- **INSTRUCTIONS FOR THE TASK**: Resume the review of the "Other Than Art" exhibition, writing on from its last sentence in the same voice.

Kalinovska assembled a blue-chip group of 16 young artists whose work echoes the '60s in form and attitude. Yet the show is no throwback. In that earlier decade, artists making waves in America were more than likely Americans themselves. Participants in "Other Than Art," on the other hand, hold an array of passports -- German, Slovenian, South African. And their critiques are more biting because of it.

Marjetica Potrc, based in Slovenia's capital, Ljubljana, shows works on paper that take aim at a strategy common in the '60s (and just as frequent today): co-opting everyday objects for artworks. The series's loose narrative proceeds in comic book style. One panel tells of a young architect who steals a toilet seat from an art exhibition. Text explains that she "would rather see the toilet seat put to good use than exhibited." An adjacent panel finds the modern-day Robin Hood ensconced in a taxi, toilet seat in hand. In a world where many go without necessities, why should artists waste our resources?

Of course, a toilet seat isn't exactly a barrel of crude. But what about fluorescent tubes, Dan Flavin's signature medium in the '60s? Chilean-born artist Ivan Navarro made a stepladder from yellow fluorescents tubes, a nod to Flavin's sculptures but also, perhaps, a jab at them. The ladder sure looks sturdy, but I wouldn't trust my weight on it or any of the other contraptions Navarro shows here. His works seem to ask if art can deliver on its promises.

Navarro's harshest indictments come in the exceptional video "Homeless Lamp, the Juice Sucker," which might be the best work in this show. The piece opens with two men wheeling a grocery cart made from fluorescent tubes into New York City's Chelsea gallery district. On a sidewalk outside the tony clothing store Balenciaga, the fellows jimmy a street lamp to reroute electricity to fire the cart's bulbs. Day turns to night as the cart feeds off municipal juice.

- **DATA FOR ANALYSIS**:
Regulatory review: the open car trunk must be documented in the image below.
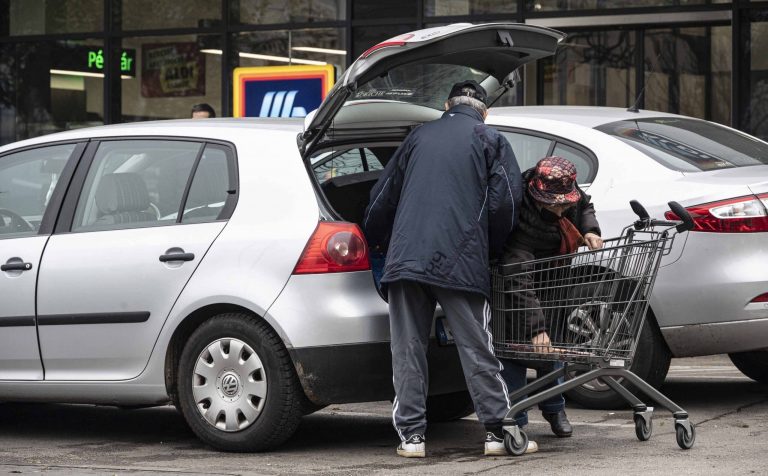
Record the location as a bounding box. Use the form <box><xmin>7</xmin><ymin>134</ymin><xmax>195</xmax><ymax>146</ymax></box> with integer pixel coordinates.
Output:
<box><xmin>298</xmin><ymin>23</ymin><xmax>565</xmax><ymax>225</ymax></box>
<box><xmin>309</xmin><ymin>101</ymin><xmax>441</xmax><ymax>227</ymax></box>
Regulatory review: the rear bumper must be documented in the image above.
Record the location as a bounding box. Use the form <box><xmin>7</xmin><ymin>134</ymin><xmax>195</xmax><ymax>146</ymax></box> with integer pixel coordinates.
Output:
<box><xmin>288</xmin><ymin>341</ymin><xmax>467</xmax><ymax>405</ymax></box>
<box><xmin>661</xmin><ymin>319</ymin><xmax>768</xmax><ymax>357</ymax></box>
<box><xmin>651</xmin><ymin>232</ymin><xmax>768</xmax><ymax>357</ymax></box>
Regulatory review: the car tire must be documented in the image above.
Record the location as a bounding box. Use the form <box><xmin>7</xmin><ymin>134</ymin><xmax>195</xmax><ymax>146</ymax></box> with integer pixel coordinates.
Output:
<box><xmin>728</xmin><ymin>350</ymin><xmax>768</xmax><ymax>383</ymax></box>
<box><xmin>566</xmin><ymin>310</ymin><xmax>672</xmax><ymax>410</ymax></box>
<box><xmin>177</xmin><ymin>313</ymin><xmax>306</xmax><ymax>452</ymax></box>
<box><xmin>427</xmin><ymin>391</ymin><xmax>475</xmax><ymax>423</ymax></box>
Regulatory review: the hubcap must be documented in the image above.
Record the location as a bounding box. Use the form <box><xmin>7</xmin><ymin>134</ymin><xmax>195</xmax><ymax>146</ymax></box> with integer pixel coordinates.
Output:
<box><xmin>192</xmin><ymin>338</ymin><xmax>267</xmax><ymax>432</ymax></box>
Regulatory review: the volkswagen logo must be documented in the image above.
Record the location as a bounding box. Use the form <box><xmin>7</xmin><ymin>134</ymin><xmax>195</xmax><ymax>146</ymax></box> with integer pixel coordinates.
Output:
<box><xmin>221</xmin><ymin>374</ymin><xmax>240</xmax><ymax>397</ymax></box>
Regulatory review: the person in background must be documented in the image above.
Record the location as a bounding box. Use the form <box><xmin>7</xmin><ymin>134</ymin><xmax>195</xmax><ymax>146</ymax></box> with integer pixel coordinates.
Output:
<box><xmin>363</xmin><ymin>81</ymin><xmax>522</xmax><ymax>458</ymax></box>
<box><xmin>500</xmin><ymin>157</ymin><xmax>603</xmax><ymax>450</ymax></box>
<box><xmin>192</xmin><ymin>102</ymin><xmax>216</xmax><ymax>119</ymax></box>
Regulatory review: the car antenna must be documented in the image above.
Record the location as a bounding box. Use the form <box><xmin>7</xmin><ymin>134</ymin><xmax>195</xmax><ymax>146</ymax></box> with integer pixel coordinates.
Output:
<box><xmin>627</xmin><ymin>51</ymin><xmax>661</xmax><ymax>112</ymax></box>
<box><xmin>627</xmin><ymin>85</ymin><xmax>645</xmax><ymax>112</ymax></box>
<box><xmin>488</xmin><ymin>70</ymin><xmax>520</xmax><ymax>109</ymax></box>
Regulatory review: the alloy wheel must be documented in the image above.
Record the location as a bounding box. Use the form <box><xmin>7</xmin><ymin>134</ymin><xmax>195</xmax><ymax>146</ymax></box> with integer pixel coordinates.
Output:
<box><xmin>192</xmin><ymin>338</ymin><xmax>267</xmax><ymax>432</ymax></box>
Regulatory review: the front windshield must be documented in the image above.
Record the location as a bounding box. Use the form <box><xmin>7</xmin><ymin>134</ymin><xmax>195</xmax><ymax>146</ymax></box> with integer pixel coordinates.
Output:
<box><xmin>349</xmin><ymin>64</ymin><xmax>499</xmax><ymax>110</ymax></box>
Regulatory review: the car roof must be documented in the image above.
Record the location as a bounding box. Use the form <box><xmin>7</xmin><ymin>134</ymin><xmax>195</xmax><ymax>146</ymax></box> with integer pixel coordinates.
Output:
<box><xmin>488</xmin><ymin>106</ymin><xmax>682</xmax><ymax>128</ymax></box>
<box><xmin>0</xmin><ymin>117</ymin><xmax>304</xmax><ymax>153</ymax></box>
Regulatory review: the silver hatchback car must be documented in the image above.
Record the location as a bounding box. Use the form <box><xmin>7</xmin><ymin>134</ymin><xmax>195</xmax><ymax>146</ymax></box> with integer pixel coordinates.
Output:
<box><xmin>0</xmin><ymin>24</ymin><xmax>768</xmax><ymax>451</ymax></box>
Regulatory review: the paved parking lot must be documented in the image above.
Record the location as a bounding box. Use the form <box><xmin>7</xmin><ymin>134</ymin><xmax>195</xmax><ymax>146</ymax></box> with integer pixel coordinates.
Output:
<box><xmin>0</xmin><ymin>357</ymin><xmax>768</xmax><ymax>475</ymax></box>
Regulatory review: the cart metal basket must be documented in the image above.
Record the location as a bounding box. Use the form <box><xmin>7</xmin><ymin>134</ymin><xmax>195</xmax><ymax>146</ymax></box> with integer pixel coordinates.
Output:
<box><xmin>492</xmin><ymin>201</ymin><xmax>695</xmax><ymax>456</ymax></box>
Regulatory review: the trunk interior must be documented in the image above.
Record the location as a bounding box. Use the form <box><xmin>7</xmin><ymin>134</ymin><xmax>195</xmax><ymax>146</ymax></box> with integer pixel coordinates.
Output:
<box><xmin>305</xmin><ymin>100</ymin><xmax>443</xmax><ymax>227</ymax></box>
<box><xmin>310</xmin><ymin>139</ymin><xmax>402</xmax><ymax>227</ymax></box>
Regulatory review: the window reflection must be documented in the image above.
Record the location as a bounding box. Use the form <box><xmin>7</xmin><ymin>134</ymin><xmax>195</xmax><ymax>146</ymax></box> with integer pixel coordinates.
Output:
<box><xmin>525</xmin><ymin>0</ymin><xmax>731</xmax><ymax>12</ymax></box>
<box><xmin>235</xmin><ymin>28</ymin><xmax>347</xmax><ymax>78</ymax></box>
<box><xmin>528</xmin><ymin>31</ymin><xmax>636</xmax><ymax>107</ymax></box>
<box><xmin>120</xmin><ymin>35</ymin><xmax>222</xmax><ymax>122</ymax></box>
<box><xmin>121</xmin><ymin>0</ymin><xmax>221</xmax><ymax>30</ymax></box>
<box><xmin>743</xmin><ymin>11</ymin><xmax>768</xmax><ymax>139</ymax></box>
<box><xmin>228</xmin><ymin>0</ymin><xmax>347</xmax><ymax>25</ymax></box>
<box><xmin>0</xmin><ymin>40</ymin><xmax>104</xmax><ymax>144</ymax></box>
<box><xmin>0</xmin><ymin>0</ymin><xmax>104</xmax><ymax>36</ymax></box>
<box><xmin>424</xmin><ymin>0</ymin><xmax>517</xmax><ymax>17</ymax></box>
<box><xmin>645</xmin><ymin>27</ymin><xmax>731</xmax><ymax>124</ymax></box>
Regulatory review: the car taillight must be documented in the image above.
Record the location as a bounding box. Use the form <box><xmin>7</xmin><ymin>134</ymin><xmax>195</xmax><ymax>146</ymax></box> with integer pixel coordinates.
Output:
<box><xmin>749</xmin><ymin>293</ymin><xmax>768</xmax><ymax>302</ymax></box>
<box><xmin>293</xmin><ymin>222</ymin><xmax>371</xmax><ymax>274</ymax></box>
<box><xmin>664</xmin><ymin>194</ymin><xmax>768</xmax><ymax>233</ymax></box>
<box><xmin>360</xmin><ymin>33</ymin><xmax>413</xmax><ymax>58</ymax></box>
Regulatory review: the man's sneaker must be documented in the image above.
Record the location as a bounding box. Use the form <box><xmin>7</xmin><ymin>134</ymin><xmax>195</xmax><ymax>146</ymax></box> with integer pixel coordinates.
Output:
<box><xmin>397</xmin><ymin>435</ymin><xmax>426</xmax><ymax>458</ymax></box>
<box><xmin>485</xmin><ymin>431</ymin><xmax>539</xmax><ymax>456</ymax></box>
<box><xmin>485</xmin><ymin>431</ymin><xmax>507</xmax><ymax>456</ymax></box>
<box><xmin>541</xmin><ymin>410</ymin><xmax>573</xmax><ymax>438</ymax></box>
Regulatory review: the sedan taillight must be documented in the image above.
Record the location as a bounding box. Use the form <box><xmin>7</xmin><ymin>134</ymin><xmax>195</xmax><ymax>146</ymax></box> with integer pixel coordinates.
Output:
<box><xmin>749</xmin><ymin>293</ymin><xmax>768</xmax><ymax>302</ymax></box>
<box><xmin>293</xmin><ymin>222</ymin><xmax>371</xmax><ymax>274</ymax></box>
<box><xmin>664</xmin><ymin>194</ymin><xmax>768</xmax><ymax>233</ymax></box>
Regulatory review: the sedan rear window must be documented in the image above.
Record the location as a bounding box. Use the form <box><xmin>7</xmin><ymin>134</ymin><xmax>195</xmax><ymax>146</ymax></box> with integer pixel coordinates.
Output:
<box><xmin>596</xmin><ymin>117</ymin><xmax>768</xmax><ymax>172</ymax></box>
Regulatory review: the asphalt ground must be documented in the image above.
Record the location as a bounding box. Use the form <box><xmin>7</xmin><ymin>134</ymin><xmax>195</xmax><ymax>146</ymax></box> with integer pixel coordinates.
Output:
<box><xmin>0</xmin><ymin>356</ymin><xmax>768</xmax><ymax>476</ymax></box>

- **RESULT OF THE EXERCISE**:
The power-sucking art object amounts to a minor act of civic disobedience, yet it shames art and artists by implication. Captioned with lyrics from a traditional Mexican revolutionary song that appear on-screen, it suggests revolution -- but it's unclear who the enemy is. It's hard to tell whether artists come out heroes or parasites. As for art markets, they can hardly be blamed for homelessness and inequalities of wealth, but greedy Chelsea isn't exactly helping the problem.

Lucy Orta's installation and drawings posit what she calls "Nexus Architecture," which consists of plans for the alteration of clothes and camping gear that bring new life to the term "social body." An extra arm is sewn into a shirt to accommodate attachment to the hand of a child -- a sweet, utopian notion. Her large-scale tent installation has a more cynical cast. Six sleeping bags are sewn into a central tent, jutting out like spokes in a wheel, suggesting a hermetic body without entrance or exit. Or a place where pod people grow. Claustrophobia is the downside of profound attachment.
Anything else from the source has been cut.